__WHAT THIS TASK INVOLVES__
Below are some entries; can you quote all of them exactly?

** INFORMATION GIVEN follows **

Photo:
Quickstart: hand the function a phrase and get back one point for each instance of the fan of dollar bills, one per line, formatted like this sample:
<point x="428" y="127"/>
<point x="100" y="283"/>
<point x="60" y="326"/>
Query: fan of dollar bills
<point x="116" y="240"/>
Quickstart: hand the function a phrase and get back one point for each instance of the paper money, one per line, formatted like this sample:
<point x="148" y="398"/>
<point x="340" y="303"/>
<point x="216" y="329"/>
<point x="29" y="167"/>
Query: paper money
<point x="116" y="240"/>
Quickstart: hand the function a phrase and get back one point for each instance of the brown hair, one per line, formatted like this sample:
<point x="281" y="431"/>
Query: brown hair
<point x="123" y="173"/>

** End of INFORMATION GIVEN **

__WRITTEN ANSWER__
Photo:
Quickstart: hand the function a phrase and get back one point for each instance of the fan of dollar bills, one per line, formatted like this sample:
<point x="428" y="127"/>
<point x="100" y="283"/>
<point x="60" y="326"/>
Query: fan of dollar bills
<point x="116" y="240"/>
Quickstart: hand the function a phrase and get back one point for each instance of the paper money, one per line, formatted like this sample:
<point x="148" y="398"/>
<point x="340" y="303"/>
<point x="216" y="329"/>
<point x="29" y="167"/>
Query: paper money
<point x="116" y="240"/>
Quickstart: hand the function a phrase and get back one point for each instance of the brown hair, one per line, formatted like this sample:
<point x="281" y="431"/>
Query: brown hair
<point x="123" y="173"/>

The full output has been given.